Records for the task:

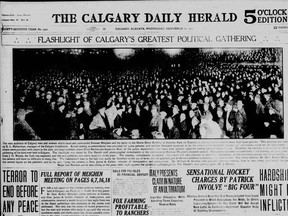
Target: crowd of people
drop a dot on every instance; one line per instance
(207, 100)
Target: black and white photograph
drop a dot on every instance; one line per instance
(148, 93)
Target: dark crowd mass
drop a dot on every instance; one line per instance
(63, 94)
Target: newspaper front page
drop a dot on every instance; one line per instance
(144, 108)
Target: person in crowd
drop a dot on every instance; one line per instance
(245, 100)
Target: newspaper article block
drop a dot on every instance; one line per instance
(144, 108)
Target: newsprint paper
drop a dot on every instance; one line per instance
(162, 108)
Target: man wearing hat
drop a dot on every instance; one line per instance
(156, 123)
(259, 117)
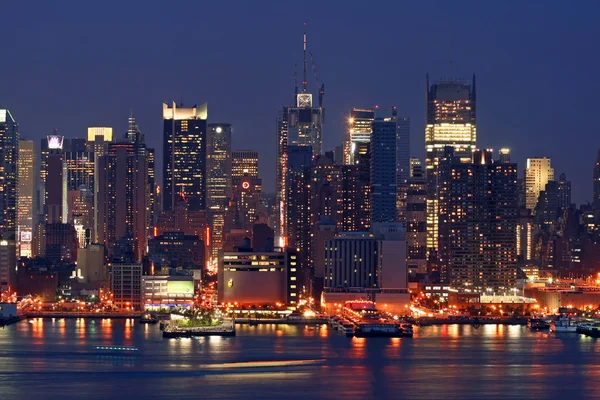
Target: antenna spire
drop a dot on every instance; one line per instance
(304, 71)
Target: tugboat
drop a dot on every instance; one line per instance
(563, 325)
(537, 324)
(406, 329)
(148, 318)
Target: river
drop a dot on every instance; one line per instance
(58, 359)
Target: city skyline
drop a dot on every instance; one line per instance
(521, 122)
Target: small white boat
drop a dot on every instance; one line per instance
(563, 325)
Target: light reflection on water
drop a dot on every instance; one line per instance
(54, 358)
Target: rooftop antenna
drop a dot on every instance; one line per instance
(304, 71)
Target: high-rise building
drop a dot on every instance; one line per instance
(402, 165)
(26, 205)
(596, 186)
(564, 193)
(184, 155)
(9, 153)
(450, 121)
(300, 124)
(218, 186)
(416, 221)
(537, 174)
(351, 261)
(359, 131)
(122, 199)
(383, 166)
(478, 214)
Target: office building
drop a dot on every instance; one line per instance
(248, 277)
(402, 165)
(450, 121)
(176, 250)
(122, 199)
(359, 131)
(478, 214)
(163, 291)
(27, 195)
(351, 261)
(564, 193)
(383, 166)
(126, 286)
(300, 124)
(537, 174)
(9, 153)
(8, 265)
(91, 265)
(219, 184)
(184, 155)
(416, 221)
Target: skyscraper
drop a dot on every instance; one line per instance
(478, 213)
(247, 186)
(218, 186)
(416, 222)
(122, 199)
(402, 165)
(450, 121)
(383, 166)
(26, 206)
(359, 130)
(9, 153)
(184, 155)
(300, 124)
(537, 174)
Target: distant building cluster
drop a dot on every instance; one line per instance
(85, 216)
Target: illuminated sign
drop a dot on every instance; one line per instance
(55, 141)
(185, 287)
(26, 236)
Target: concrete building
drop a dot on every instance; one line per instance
(126, 286)
(478, 213)
(28, 188)
(8, 264)
(537, 174)
(383, 166)
(450, 121)
(91, 265)
(257, 278)
(164, 291)
(184, 155)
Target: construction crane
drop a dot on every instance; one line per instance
(319, 83)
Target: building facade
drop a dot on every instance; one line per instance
(450, 121)
(184, 155)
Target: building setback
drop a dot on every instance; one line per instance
(478, 213)
(184, 155)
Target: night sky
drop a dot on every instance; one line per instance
(74, 64)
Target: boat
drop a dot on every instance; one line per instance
(590, 329)
(563, 325)
(378, 329)
(406, 329)
(536, 324)
(148, 318)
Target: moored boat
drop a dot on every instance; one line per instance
(563, 325)
(537, 324)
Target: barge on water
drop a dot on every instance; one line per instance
(225, 329)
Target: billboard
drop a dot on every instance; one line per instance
(180, 287)
(55, 141)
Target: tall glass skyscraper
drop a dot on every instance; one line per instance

What you need to do:
Format all the items above as a numbered list, dropping any blank lines. Please leave the pictures out.

Solved exercise:
1. Target: crowd of people
2. drop a dot on every instance; one line per instance
3. (207, 100)
4. Target: black and white photograph
5. drop a dot on every instance; one line per instance
6. (148, 93)
7. Target: dark crowd mass
8. drop a dot on every instance; one line per instance
9. (63, 94)
10. Target: newspaper front page
11. drop a dot on every instance; one line per instance
12. (144, 108)
13. Target: person in crowd
14. drop a dot on every instance; one line per instance
15. (245, 100)
16. Target: newspaper article block
17. drop a dot on every instance; one line per instance
18. (144, 108)
19. Target: newsprint paper
20. drop a dot on every instance; one line per instance
21. (162, 108)
22. Target: man wearing hat
23. drop a dot on every instance; one line per instance
24. (156, 123)
25. (259, 117)
26. Target: antenna spire
27. drop a dot on every instance; one line per instance
28. (304, 71)
29. Target: tugboat
30. drop a dot on every instance; one line per instance
31. (563, 325)
32. (537, 324)
33. (406, 329)
34. (148, 318)
35. Target: river
36. drop a dot on every instance; one line per instance
37. (58, 359)
38. Target: city skyline
39. drop a dot on every instance; one line per instance
40. (521, 122)
41. Target: small white boat
42. drop a dot on every instance; one line per instance
43. (563, 325)
44. Target: light reflection on water
45. drop a dot on every instance; one line per instance
46. (54, 358)
47. Target: rooftop antenna
48. drop a dot on every instance; one line per instance
49. (304, 71)
50. Target: high-rise building
51. drop a dot on every instance; one line per instance
52. (402, 165)
53. (26, 205)
54. (596, 186)
55. (564, 193)
56. (184, 155)
57. (9, 153)
58. (450, 121)
59. (300, 124)
60. (218, 186)
61. (416, 221)
62. (537, 174)
63. (351, 261)
64. (359, 131)
65. (122, 199)
66. (383, 166)
67. (478, 214)
68. Target: office building
69. drop a dot on every instance; one line per instance
70. (248, 277)
71. (402, 165)
72. (450, 121)
73. (176, 250)
74. (122, 199)
75. (359, 131)
76. (478, 214)
77. (163, 291)
78. (27, 195)
79. (351, 261)
80. (564, 193)
81. (383, 166)
82. (126, 286)
83. (300, 124)
84. (537, 174)
85. (9, 153)
86. (8, 265)
87. (91, 265)
88. (219, 184)
89. (184, 155)
90. (416, 221)
91. Target: skyscraper
92. drop a dot on every instance; one line per instance
93. (478, 213)
94. (247, 186)
95. (218, 186)
96. (416, 222)
97. (122, 199)
98. (402, 165)
99. (450, 121)
100. (383, 166)
101. (26, 206)
102. (359, 130)
103. (9, 153)
104. (184, 155)
105. (300, 124)
106. (537, 174)
107. Target: distant building cluster
108. drop a dot on every instance; one line per instance
109. (85, 216)
110. Target: illuminated sign
111. drop a dot on every instance; one line per instance
112. (55, 141)
113. (185, 287)
114. (26, 236)
115. Target: concrete building
116. drop a dot on every instance; one line per instance
117. (126, 286)
118. (478, 213)
119. (28, 188)
120. (8, 264)
121. (537, 174)
122. (383, 166)
123. (450, 121)
124. (91, 265)
125. (257, 278)
126. (164, 291)
127. (184, 155)
128. Target: construction crane
129. drop a dot on every instance; one line per instance
130. (319, 83)
131. Target: building facade
132. drop a dot on every instance; one line per instance
133. (450, 121)
134. (184, 155)
135. Target: building setback
136. drop a dot on every instance; one line per instance
137. (478, 213)
138. (184, 155)
139. Target: night sky
140. drop a dot on every instance; one line per instance
141. (74, 64)
142. Target: boat
143. drop a dot on every instance; one line per instance
144. (590, 329)
145. (563, 325)
146. (378, 329)
147. (406, 329)
148. (536, 324)
149. (148, 318)
150. Target: moored boat
151. drop a dot on every instance; one line per instance
152. (563, 325)
153. (537, 324)
154. Target: barge on water
155. drop a dot on every instance; one line per instance
156. (225, 329)
157. Target: billboard
158. drop a dot on every instance; one line per instance
159. (180, 287)
160. (55, 141)
161. Target: tall glass skyscraper
162. drop a dot on every instance; one line per instance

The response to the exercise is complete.